* **Aim of the exercise**
Reproduce every one of the following rows verbatim, keeping each character and line break unchanged.

* **Data entries**
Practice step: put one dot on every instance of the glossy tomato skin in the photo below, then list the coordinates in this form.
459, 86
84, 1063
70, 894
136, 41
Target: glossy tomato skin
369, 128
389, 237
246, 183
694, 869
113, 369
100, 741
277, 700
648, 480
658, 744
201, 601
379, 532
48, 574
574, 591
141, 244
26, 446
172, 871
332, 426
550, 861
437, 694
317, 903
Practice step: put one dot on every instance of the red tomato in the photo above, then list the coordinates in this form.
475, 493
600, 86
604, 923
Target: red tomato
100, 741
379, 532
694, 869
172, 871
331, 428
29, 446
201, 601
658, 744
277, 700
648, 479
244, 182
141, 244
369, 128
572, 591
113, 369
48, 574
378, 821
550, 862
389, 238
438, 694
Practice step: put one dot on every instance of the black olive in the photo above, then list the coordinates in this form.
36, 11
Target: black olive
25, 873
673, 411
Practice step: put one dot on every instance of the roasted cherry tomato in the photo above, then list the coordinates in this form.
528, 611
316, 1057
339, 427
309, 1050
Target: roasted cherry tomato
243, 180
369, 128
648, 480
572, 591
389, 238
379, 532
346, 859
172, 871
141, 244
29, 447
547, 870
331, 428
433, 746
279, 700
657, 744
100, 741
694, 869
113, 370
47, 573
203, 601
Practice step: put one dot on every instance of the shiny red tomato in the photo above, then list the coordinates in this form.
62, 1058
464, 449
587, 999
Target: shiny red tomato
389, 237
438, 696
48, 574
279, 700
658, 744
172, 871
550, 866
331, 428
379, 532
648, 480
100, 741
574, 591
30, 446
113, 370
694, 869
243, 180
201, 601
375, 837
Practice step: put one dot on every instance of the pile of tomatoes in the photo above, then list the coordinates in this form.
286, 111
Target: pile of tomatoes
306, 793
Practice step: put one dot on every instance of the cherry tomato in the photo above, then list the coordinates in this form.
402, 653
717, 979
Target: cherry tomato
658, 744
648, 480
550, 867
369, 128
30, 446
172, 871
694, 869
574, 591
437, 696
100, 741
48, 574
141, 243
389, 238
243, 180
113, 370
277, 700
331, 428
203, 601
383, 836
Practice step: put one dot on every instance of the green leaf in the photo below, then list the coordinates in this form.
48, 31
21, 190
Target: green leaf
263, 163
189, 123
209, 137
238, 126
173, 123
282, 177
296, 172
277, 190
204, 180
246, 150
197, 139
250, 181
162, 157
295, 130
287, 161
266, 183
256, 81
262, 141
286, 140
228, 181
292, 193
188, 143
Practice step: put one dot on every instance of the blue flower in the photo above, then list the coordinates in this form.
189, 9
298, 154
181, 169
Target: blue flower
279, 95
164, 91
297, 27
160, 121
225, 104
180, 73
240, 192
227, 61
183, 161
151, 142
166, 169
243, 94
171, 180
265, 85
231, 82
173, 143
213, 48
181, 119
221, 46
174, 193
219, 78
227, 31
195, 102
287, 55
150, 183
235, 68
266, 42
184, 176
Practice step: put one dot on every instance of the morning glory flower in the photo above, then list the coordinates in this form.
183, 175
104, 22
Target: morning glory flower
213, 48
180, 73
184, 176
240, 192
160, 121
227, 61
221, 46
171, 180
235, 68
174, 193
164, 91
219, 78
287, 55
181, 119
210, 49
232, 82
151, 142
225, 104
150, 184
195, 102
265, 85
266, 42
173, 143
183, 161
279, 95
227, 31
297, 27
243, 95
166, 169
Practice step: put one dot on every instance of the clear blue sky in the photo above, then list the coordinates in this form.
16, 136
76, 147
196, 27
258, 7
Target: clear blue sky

* **Result**
Practice step: put one dot on every instance of the glossy tomato skin in the photo below, then list the coordinates in this form.
459, 86
84, 1063
70, 894
136, 41
Target: glossy tomato skin
369, 128
389, 237
246, 183
694, 869
113, 369
100, 741
277, 700
648, 480
658, 744
201, 601
379, 532
48, 574
574, 591
141, 244
26, 446
172, 871
332, 426
550, 861
437, 694
317, 903
Practice step: put one dot on every instance of the red tomato in the photo above, then list the coordinates in this form.
475, 493
600, 86
604, 923
Target: red tomato
100, 741
379, 532
694, 869
172, 871
331, 428
29, 446
201, 601
658, 744
277, 700
648, 479
244, 182
141, 244
369, 128
572, 591
113, 369
48, 574
378, 821
550, 862
389, 238
438, 694
Practice step: put one dot on every instance of the black olive in the photo above, then list the coordinates in this form.
36, 11
Target: black olive
25, 873
673, 411
Practice step: put one dot on every instance of the roasted cherry tomato in the photo above, then list the coordinates in this form.
528, 611
316, 1057
339, 427
309, 1050
Target: roasted cherry tomato
243, 180
369, 128
648, 480
572, 591
389, 238
379, 532
346, 859
172, 871
141, 244
29, 447
547, 870
331, 428
433, 746
279, 700
657, 744
100, 741
694, 869
113, 370
47, 573
203, 601
Practice step: put one dot on every instance of the shiny red tomato in the photo above, then list the coordinates in this form.
62, 1058
464, 449
587, 999
Target: shiny red tomato
389, 237
438, 696
48, 574
279, 700
658, 744
172, 871
550, 866
331, 428
379, 532
648, 480
100, 741
574, 591
30, 446
113, 370
694, 869
243, 180
201, 601
375, 837
Practice step: put one dot on every instance of the pile of tomatoes in the photo above, then list the coordinates in this form.
286, 111
Target: pile of tomatoes
306, 793
Practice step: put one dot on every instance of the cherry tomato in the photo above, then list the coordinates in this form.
402, 653
717, 979
Target: cherry tomato
658, 744
648, 480
550, 867
369, 128
30, 446
172, 871
694, 869
574, 591
437, 696
100, 741
48, 574
141, 243
389, 238
243, 180
113, 370
277, 700
331, 428
203, 601
383, 836
Practice step: put one dot on every instance of the green leaf in the photo below, then list the coordinates in this form.
48, 31
21, 190
Target: green leaf
263, 163
189, 123
209, 137
238, 126
173, 123
282, 177
296, 172
277, 190
204, 180
246, 150
197, 139
250, 181
162, 157
295, 130
287, 161
266, 183
256, 81
262, 141
286, 140
228, 181
292, 193
188, 143
Practice step: put one dot on every instance of the blue flower in the photo above, then list the coordinates in this form.
189, 9
298, 154
181, 169
Target: blue flower
279, 95
164, 91
297, 27
160, 121
225, 104
180, 73
240, 192
227, 61
183, 161
151, 142
166, 169
243, 94
171, 180
265, 85
231, 82
173, 143
213, 48
181, 119
221, 46
174, 193
219, 78
227, 31
195, 102
287, 55
150, 183
235, 68
266, 42
184, 176
Practice step: put one dot on every instance of the morning glory flower in the photo above, then list the coordinates in this form.
183, 175
104, 22
Target: morning glory flower
213, 48
180, 73
184, 176
240, 192
160, 121
227, 61
221, 46
171, 180
235, 68
174, 193
164, 91
219, 78
287, 55
181, 119
210, 49
232, 82
151, 142
225, 104
150, 184
195, 102
265, 85
266, 42
173, 143
183, 161
279, 95
227, 31
297, 27
243, 95
166, 169
Practice step: put one dot on every instance of the clear blue sky in the photo above, then list the coordinates in this form.
16, 136
76, 147
196, 27
258, 7
Target: clear blue sky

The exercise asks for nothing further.